*** SUPPLIED RECORDS Section Begins ***

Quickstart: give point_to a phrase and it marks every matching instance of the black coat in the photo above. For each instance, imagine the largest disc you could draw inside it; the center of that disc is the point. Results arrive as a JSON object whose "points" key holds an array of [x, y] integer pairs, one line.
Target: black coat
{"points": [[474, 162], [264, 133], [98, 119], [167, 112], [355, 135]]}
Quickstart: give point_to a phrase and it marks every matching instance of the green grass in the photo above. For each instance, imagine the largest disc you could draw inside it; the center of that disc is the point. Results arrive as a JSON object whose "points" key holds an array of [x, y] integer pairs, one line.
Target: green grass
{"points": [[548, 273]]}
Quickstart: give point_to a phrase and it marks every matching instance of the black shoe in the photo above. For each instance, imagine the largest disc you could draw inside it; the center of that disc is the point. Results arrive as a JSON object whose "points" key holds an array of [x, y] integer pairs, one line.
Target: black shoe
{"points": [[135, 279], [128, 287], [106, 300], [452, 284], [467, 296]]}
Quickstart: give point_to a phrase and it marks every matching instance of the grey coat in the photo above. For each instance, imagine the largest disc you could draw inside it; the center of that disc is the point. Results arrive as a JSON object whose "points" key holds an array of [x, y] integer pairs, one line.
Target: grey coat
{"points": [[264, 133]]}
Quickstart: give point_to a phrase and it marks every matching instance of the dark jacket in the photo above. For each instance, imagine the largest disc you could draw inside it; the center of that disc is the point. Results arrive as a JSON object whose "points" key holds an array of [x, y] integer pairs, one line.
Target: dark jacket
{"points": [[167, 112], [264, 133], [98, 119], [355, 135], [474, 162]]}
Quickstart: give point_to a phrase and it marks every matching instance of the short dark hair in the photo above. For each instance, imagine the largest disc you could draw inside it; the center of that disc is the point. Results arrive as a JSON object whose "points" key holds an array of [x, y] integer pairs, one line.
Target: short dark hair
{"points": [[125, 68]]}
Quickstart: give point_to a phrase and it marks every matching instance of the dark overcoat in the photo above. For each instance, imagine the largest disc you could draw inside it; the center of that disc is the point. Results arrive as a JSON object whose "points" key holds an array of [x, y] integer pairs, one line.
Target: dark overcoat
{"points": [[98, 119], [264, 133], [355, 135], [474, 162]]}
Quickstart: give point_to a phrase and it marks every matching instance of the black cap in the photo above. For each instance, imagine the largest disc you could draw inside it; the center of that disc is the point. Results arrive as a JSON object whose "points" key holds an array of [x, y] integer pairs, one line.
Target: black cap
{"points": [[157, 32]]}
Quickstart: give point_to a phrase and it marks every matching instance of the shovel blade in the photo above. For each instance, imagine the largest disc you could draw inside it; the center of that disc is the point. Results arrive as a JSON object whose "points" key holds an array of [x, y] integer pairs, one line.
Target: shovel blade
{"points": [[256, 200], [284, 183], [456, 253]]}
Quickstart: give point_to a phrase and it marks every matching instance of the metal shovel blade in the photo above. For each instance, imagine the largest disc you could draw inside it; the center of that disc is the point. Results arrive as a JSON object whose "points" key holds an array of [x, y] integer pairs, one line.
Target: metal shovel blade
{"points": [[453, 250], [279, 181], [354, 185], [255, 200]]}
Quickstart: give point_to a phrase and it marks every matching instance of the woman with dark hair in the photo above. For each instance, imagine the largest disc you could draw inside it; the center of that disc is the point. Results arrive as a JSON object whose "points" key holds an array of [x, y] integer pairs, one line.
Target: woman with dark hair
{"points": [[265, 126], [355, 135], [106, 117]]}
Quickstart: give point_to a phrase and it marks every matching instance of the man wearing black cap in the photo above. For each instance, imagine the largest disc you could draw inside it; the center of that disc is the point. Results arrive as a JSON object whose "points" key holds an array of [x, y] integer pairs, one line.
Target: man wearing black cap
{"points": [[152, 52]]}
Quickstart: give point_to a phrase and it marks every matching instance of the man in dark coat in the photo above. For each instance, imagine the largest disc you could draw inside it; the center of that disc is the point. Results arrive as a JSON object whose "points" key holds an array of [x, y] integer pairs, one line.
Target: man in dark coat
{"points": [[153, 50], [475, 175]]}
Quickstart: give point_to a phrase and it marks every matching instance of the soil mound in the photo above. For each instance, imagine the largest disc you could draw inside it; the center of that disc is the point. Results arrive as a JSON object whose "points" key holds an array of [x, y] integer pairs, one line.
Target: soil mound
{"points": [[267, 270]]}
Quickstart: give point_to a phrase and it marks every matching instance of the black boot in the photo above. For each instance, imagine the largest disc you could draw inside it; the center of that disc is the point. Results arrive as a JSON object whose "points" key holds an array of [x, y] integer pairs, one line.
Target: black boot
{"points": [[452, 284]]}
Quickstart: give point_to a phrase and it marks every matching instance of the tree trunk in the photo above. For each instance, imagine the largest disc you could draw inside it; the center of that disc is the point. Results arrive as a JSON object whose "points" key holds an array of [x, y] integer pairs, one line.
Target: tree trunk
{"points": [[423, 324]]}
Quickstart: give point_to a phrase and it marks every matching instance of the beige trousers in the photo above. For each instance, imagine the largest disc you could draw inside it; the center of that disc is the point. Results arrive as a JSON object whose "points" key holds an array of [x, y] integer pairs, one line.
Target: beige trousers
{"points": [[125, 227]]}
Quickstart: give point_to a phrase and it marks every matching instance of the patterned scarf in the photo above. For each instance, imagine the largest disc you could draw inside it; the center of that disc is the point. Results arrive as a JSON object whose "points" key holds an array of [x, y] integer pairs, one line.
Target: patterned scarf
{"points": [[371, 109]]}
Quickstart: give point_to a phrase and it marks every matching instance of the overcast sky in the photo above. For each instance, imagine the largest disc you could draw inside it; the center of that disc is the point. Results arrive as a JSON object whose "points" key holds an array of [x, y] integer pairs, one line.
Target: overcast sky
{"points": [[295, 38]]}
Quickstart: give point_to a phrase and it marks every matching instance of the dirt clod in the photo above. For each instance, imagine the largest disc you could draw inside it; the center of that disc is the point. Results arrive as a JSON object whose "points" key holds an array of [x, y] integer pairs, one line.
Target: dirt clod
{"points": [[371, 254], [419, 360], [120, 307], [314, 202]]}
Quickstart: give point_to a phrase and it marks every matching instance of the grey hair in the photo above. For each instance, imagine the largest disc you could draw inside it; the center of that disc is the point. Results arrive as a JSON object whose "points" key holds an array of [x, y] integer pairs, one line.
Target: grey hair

*** SUPPLIED RECORDS Section Ends ***

**WORK TASK**. Reproduce every record above exactly as it appears.

**EXPECTED ANSWER**.
Quickstart: give point_to a phrase and it marks every matching instance of the black coat in the photo above. For each instance, imagine the largest disc you could draw inside it; the center of that disc is the point. Results arrive as a JSON object whose "points" key holds an array of [x, y] integer pairs, one line.
Target: black coat
{"points": [[474, 162], [264, 133], [98, 119], [167, 112], [355, 135]]}
Quickstart: give point_to a phrase and it marks every matching instance of the green grass in the photo above. For each instance, imagine the largest disc you could draw inside it; the center of that disc is the point. Results arrive as a JSON object whose "points" key holds an array of [x, y] integer pairs, one line.
Target: green grass
{"points": [[548, 273]]}
Quickstart: give point_to a phrase and it marks every matching instance of the black shoe in the photo above. For each instance, imagine the largest disc you could draw inside it; the center of that disc is the point. Results arrive as a JSON object whose "points" key holds an array of [x, y] integer pairs, one line.
Target: black shoe
{"points": [[135, 279], [128, 287], [106, 300], [452, 284], [467, 296]]}
Quickstart: give point_to a phrase and it marks every matching instance of the grey coat in the photo above. For each instance, imagine the largest disc you could draw inside it; the center of that disc is the point. Results arrive as a JSON object whose "points" key holds an array of [x, y] integer pairs, one line.
Target: grey coat
{"points": [[264, 133]]}
Quickstart: give point_to a phrase and it marks every matching instance of the dark jacket in the photo above. For each instance, imagine the largest disc you could draw inside it; the center of that disc is the point. Results arrive as a JSON object whose "points" key holds an array of [x, y] integer pairs, one line.
Target: dark jacket
{"points": [[167, 112], [264, 133], [98, 119], [355, 135], [474, 162]]}
Quickstart: give point_to a phrase and it marks every matching instance of the short dark hair in the photo above. For each instance, imagine the largest disc you could draw inside it; the center of that disc is the point. Results arrive as a JSON object whose "points" key holds an array of [x, y] integer pairs, one line.
Target: short dark hair
{"points": [[125, 68]]}
Quickstart: give point_to a phrase and it marks every matching instance of the dark overcoat in the photo above. For each instance, imagine the largest disc you could draw inside it; the center of that disc is the point. Results arrive as a JSON object whose "points" key holds an array of [x, y] integer pairs, one line.
Target: dark overcoat
{"points": [[98, 119], [264, 133], [355, 135], [474, 162]]}
Quickstart: give point_to a phrase and it marks every matching instance of the black cap in the photo above. For each instance, imagine the largest disc you could draw inside it; the center of that disc is the point. Results arrive as a JSON object whose "points" key holds an array of [x, y] integer pairs, one line.
Target: black cap
{"points": [[157, 32]]}
Quickstart: give point_to a phrase and it marks every matching instance of the shovel blade in the photo above. For each instance, imagine the largest disc you could draw inside it; the center of that disc is the point. Results arrive as a JSON object whose "points" key holds an array of [x, y] integer pairs, one line.
Target: shovel blade
{"points": [[256, 200], [284, 183], [456, 253]]}
Quickstart: give point_to a phrase and it marks every matching instance of the metal shovel blade in the photo above. For each instance, imagine the largest disc you could draw inside it; the center of that disc is the point. Results arrive as a JSON object whose "points" key holds an array of [x, y] integer pairs, one line.
Target: metal shovel blade
{"points": [[453, 250], [279, 181], [354, 185], [255, 200]]}
Quickstart: give point_to a phrase and it marks every matching instance of the woman with dark hair in the photo above. For each instance, imagine the largest disc you could draw inside it; the center of that disc is the point. Results arrive as a JSON object whose "points" key holds an array of [x, y] integer pairs, one line.
Target: woman with dark hair
{"points": [[265, 126], [355, 135], [106, 117]]}
Quickstart: give point_to a phrase and it marks every matching instance of the man wearing black cap in the photo above. For each instance, imagine the largest disc you could draw inside it; the center of that disc is the point. Results arrive as a JSON object whose "points" key holds an array of [x, y] integer pairs, one line.
Target: man wearing black cap
{"points": [[152, 52]]}
Quickstart: give point_to a phrase and it marks every matching instance of the man in dark coat in the photo above. For each instance, imagine the largest disc you could draw inside it; the center of that disc is the point. Results arrive as a JSON object whose "points" key holds an array of [x, y] integer pairs, one line.
Target: man in dark coat
{"points": [[153, 50], [475, 175]]}
Quickstart: give point_to a phrase and it marks every matching instance of the soil mound in the photo above. For each instance, imagine the largest disc you could draw inside it; the center of that disc is the point. Results arrive as a JSON object whose "points" key holds an array of [x, y] integer pairs, one line.
Target: soil mound
{"points": [[267, 270]]}
Quickstart: give point_to a phrase and it marks every matching instance of the black boot in the photo above. For each instance, imagine the largest disc you could draw inside it; the center of that disc is the point. Results arrive as a JSON object whose "points" key holds an array of [x, y] integer pairs, one line.
Target: black boot
{"points": [[452, 284]]}
Quickstart: give point_to a phrase and it marks every matching instance of the tree trunk in the photo above. For each instance, imagine the largest disc you could draw inside it; the center of that disc is the point. Results arrive as a JSON object whose "points" key holds an array of [x, y] integer pairs, one line.
Target: tree trunk
{"points": [[423, 324]]}
Quickstart: give point_to a phrase and it marks every matching instance of the beige trousers in the photo above. For each instance, imagine the largest disc you could draw inside it; the center of that disc is the point. Results arrive as a JSON object whose "points" key holds an array of [x, y] integer pairs, one line.
Target: beige trousers
{"points": [[125, 227]]}
Quickstart: give point_to a phrase and it marks every matching instance of the patterned scarf in the photo above. For each instance, imagine the largest disc you could draw inside it; the center of that disc is the point. Results arrive as a JSON object whose "points" key holds an array of [x, y] integer pairs, one line.
Target: patterned scarf
{"points": [[371, 109]]}
Quickstart: give point_to a phrase and it marks every matching instance of the overcast sky in the photo above. For each instance, imagine the largest disc you could draw inside it; the center of that disc is the point. Results arrive as a JSON object whose "points" key holds an array of [x, y] integer pairs, one line.
Target: overcast sky
{"points": [[295, 38]]}
Quickstart: give point_to a phrase and it marks every matching instance of the dirt clod in the photo above. For each instance, imagine the largest disc you could draw inside it; the center of that disc is the point. Results arrive as a JSON object whose "points" key holds an array of [x, y] integer pairs, one line.
Target: dirt clod
{"points": [[371, 254], [419, 360], [120, 307], [314, 202]]}
Quickstart: give point_to a phrase and it marks every matching instance of the grey hair in the photo above. For each instance, imagine the largest disc you could draw inside it; the center of that disc is the point. Results arrive as a JSON object whose "points" key holds an array of [x, y] integer pairs, one line.
Target: grey hair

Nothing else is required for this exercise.